> [EXTRAIT DU TEXTE]:
=-=-=-=-=

Une vingtaine d’élèves, filles et garçons, d’âges différents (6 à 11 ans) -et donc de niveaux différents- se bousculent au portillon avant de prendre place.
“Prenez-place. En silence s’il vous plaît !” lance la jeune éducatrice à ses élèves dont le chahut avait cessé un instant avant de reprendre de plus belle. Avec des gestes énergiques, Nabila tente tant bien que mal de nettoyer son pantalon et ses chaussures maculés de poussière blanchâtre. La longue marche sur la route poussiéreuse menant à cette annexe (environ 7 kilomètres du plus proche douar où elle habite et environ 17 km d’Imintanout), sous le soleil torride des jours d’été ou sous l’averse pendant la saison des pluies, est son lot quotidien depuis qu’elle est mutée dans cet établissement. Mais elle ne s’en plaint pas, ayant “survécu” à pire quand elle enseignait à la montagne, dit-elle. L’école se trouvait dans la vallée alors que son logement était sis au douar dans la montagne. Et pour y accéder, c’était toute une histoire. “On partait lundi matin souvent avec un transporteur clandestin dans une fourgonnette ou un break. Parfois, on était jusqu’à cinq instits dans le siège passager, entassées les unes sur les autres, en proie aux pires grivoiseries de la part du chauffeur, mais heureuses d’échapper à celles plus grossières encore des passagers machos en arrière de la fourgonnette”. Ensuite, il fallait poursuivre à dos d’âne pour atteindre son logement niché dans une zone rocheuse. Dans ce hameau d’une vingtaine d’habitants, aucun équipement: pas de téléphone, pas d’électricité, pas de W.-C., pas d’eau courante, pas d’épicerie.
Nabila en est actuellement à sa septième année de métier et elle s’estime heureuse d’avoir obtenu enfin de “descendre” de son fief montagneux, qu’elle a depuis baptisé, avec d’autres collègues, “Kandahar”.
Après quatre ans en pleine montagne, un record, dit-elle, puisque d’autres s’en tiraient en principe au bout de deux ans, se retrouver près du centre d’Imintanout, dans ce douar en marge de la modernité, est une bénédiction. Bénédiction que lui a valu, sans doute, sa patience et son dévouement dans les différents patelins et douars (Taddart, Asserratou, Bouyaboud…) où elle a été avant de rejoindre son poste actuel. Des mutations qui lui ont valu le surnom de “Ibn Batouta” dont l’affublaient amis et famille.

=-=-=-=-=

Étiquetage de zones d'image:
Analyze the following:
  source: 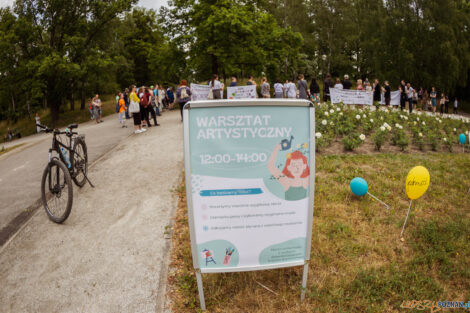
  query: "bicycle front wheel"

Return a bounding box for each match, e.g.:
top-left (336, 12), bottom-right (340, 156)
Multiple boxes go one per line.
top-left (41, 159), bottom-right (73, 224)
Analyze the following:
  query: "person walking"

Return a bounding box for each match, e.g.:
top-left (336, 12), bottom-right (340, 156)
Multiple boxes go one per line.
top-left (373, 78), bottom-right (382, 105)
top-left (439, 93), bottom-right (446, 115)
top-left (430, 87), bottom-right (437, 113)
top-left (333, 77), bottom-right (343, 90)
top-left (261, 77), bottom-right (271, 98)
top-left (406, 83), bottom-right (414, 113)
top-left (286, 79), bottom-right (297, 99)
top-left (384, 80), bottom-right (392, 106)
top-left (209, 74), bottom-right (224, 100)
top-left (310, 78), bottom-right (320, 104)
top-left (88, 98), bottom-right (95, 120)
top-left (398, 80), bottom-right (408, 111)
top-left (118, 93), bottom-right (127, 128)
top-left (129, 86), bottom-right (146, 134)
top-left (34, 113), bottom-right (41, 134)
top-left (297, 74), bottom-right (309, 100)
top-left (166, 87), bottom-right (175, 108)
top-left (246, 75), bottom-right (257, 86)
top-left (274, 78), bottom-right (284, 98)
top-left (123, 88), bottom-right (131, 120)
top-left (343, 74), bottom-right (352, 90)
top-left (323, 74), bottom-right (334, 102)
top-left (176, 79), bottom-right (191, 121)
top-left (93, 94), bottom-right (103, 123)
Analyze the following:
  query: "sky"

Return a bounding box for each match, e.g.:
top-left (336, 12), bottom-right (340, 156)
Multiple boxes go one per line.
top-left (0, 0), bottom-right (167, 9)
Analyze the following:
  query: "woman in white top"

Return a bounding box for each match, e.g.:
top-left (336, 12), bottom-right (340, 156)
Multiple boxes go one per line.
top-left (286, 79), bottom-right (297, 99)
top-left (334, 78), bottom-right (343, 89)
top-left (209, 74), bottom-right (224, 100)
top-left (274, 78), bottom-right (284, 98)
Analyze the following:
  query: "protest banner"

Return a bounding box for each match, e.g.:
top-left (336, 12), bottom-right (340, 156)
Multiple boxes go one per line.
top-left (183, 99), bottom-right (315, 309)
top-left (227, 85), bottom-right (257, 100)
top-left (330, 88), bottom-right (373, 105)
top-left (380, 90), bottom-right (400, 105)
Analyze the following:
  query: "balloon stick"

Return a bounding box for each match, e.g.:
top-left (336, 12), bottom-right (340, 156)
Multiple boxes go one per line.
top-left (367, 192), bottom-right (390, 210)
top-left (400, 200), bottom-right (413, 237)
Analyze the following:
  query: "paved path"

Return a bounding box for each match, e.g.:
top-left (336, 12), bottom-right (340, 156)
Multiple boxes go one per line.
top-left (0, 112), bottom-right (183, 313)
top-left (0, 114), bottom-right (132, 229)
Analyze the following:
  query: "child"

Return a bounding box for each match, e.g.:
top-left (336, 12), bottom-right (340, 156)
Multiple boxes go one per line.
top-left (268, 144), bottom-right (310, 201)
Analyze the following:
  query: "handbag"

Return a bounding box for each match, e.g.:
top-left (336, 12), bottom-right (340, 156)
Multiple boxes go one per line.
top-left (129, 100), bottom-right (140, 113)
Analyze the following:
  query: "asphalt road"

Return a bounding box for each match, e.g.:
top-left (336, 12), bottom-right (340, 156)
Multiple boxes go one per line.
top-left (0, 114), bottom-right (133, 230)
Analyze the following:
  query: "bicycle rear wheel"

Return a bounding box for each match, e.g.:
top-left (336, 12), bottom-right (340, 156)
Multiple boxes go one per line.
top-left (41, 159), bottom-right (73, 224)
top-left (73, 137), bottom-right (88, 187)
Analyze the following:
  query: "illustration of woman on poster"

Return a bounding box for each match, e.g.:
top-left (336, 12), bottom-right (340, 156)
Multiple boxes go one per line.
top-left (268, 144), bottom-right (310, 201)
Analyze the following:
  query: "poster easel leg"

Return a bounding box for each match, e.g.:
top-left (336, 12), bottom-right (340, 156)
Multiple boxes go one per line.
top-left (196, 269), bottom-right (206, 311)
top-left (300, 262), bottom-right (308, 301)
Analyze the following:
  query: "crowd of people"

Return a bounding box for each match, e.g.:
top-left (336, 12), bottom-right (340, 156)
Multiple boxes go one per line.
top-left (88, 84), bottom-right (175, 134)
top-left (201, 74), bottom-right (458, 114)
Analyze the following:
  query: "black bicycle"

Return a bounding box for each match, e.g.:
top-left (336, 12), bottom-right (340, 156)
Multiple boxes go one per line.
top-left (37, 124), bottom-right (94, 224)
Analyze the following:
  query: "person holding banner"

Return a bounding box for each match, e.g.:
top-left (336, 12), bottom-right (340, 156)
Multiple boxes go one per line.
top-left (297, 74), bottom-right (308, 99)
top-left (261, 77), bottom-right (271, 98)
top-left (209, 74), bottom-right (224, 100)
top-left (310, 78), bottom-right (320, 104)
top-left (323, 73), bottom-right (333, 102)
top-left (176, 79), bottom-right (191, 121)
top-left (384, 80), bottom-right (392, 106)
top-left (274, 78), bottom-right (284, 98)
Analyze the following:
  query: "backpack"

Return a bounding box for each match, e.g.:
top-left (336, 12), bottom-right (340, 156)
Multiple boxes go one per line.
top-left (180, 87), bottom-right (188, 100)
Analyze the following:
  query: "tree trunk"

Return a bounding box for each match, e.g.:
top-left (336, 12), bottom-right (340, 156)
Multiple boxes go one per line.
top-left (80, 81), bottom-right (86, 110)
top-left (211, 54), bottom-right (219, 74)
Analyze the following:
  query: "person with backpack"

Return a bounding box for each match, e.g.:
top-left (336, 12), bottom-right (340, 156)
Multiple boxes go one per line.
top-left (176, 79), bottom-right (191, 121)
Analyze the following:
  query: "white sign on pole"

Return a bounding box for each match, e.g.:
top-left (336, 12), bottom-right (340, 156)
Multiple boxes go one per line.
top-left (330, 88), bottom-right (373, 105)
top-left (183, 99), bottom-right (315, 309)
top-left (380, 90), bottom-right (400, 105)
top-left (227, 85), bottom-right (257, 100)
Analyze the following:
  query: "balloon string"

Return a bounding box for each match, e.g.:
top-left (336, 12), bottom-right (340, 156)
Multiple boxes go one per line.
top-left (400, 200), bottom-right (413, 237)
top-left (367, 192), bottom-right (390, 210)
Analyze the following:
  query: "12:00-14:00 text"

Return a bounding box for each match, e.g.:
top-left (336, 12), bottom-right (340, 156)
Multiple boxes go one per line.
top-left (199, 153), bottom-right (268, 165)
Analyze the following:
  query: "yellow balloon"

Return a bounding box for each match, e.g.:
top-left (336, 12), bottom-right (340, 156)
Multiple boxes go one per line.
top-left (406, 166), bottom-right (431, 200)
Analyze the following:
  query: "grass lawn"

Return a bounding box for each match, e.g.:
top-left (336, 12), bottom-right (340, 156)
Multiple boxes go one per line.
top-left (168, 152), bottom-right (470, 313)
top-left (0, 96), bottom-right (116, 140)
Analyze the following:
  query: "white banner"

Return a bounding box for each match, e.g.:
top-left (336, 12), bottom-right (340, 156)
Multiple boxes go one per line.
top-left (380, 90), bottom-right (400, 105)
top-left (227, 85), bottom-right (257, 99)
top-left (330, 88), bottom-right (373, 105)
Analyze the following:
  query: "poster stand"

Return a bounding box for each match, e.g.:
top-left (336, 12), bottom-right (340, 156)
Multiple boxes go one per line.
top-left (183, 99), bottom-right (316, 310)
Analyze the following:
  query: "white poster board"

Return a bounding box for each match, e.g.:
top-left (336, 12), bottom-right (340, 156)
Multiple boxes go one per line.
top-left (330, 88), bottom-right (374, 105)
top-left (183, 99), bottom-right (315, 308)
top-left (227, 85), bottom-right (257, 100)
top-left (380, 90), bottom-right (400, 105)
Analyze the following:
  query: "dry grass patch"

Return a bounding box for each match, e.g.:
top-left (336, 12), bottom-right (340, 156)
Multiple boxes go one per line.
top-left (169, 153), bottom-right (470, 313)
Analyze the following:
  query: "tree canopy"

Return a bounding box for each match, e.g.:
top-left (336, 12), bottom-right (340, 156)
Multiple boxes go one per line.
top-left (0, 0), bottom-right (470, 122)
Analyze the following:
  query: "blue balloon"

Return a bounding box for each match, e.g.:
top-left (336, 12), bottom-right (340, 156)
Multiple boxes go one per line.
top-left (349, 177), bottom-right (369, 196)
top-left (459, 134), bottom-right (467, 145)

=-=-=-=-=

> [À FAIRE]:
1 – Recopiez mot pour mot le passage du texte sur l'institutrice Nabila, en commençant par "Après quatre ans" et en allant jusqu'à "amis et famille.".
2 – Écrivez la suite du texte sur l'institutrice Nabila, à partir de l'endroit où il s'arrête.

> [RÉPONSES]:
1 –
Après quatre ans en pleine montagne, un record, dit-elle, puisque d’autres s’en tiraient en principe au bout de deux ans, se retrouver près du centre d’Imintanout, dans ce douar en marge de la modernité, est une bénédiction. Bénédiction que lui a valu, sans doute, sa patience et son dévouement dans les différents patelins et douars (Taddart, Asserratou, Bouyaboud…) où elle a été avant de rejoindre son poste actuel. Des mutations qui lui ont valu le surnom de “Ibn Batouta” dont l’affublaient amis et famille.

2 –
Telle une “toupie”, comme elle se qualifie elle-même, elle virevolte entre les 4 rangées de tables, passant du français à l’arabe ou au berbère, des maths à la grammaire, d’un niveau à l’autre, avec une aisance déconcertante.
La classe, une petite pièce dépouillée et aux murs délabrés, se compose de quelques tables disposées en deux rangées de “tables rondes”. La peinture des murs écartelée est couverte par endroits de quelques vieux dessins: une pie, une girafe, quelques enfants dans une cours de récréation...
De la classe, les vitres cassées, laissaient entrevoir le paysage désert: la maison d’un villageois au premier plan, puis une étendue aride et, dans le lointain, quelques oliviers. A droite, les hauteurs de l’Atlas qui surplombent le tout.
Une petite retardataire, cartable sur le dos, arrive essoufflée quinze minutes plus tard. Elle se glisse furtivement dans sa place sans adresser le moindre mot d’excuse à sa maîtresse. Celle-ci, indulgente, la tance légèrement en berbère, le “Tachelhit”, dialecte de la région. “Pourtant, c’est une de mes meilleurs élèves, elle et son frère”, explique Nabila. Originaire de Casablanca, celle-ci parle aujourd’hui le berbère comme une native de la région. “J’ai appris à parler le Tachelhit dès ma première année d’affectation. C’était en 1989, et j’ai été affectée dans un douar en montagne. “C’était l’an 1 de mon exil et je ne savais pas encore ce qui m’attendait!” dit-elle ironiquement. Les enfants ne parlaient pas un seul mot d’arabe”. C’était aussi un moyen qui lui a permis de briser le carcan d’isolement et de se rapprocher des villageois.
Des vitres cassées, des villageois à dos d’âne lorgnent l’intérieur de la classe. Leurs regards inquisiteurs et indiscrets dérangent l’institutrice qui s’empresse de changer de place.


· L’une des régions les plus pauvres


Dans la classe, quelques élèves n’ayant pas encore leurs propres fournitures et manuels, se contentent d’écouter. “Ceux-là attendent le prochain souk pour les acheter. Mais ces deux-là, leurs parents sont démunis, je crains qu’ils ne soient dans l’impossibilité d’en avoir”. Ses élèves, elle les connaît tous, connaît leurs conditions et leur manque de moyens. “La région est l’une des plus pauvres du Maroc. Les longues années de sécheresse n’ont rien arrangé”.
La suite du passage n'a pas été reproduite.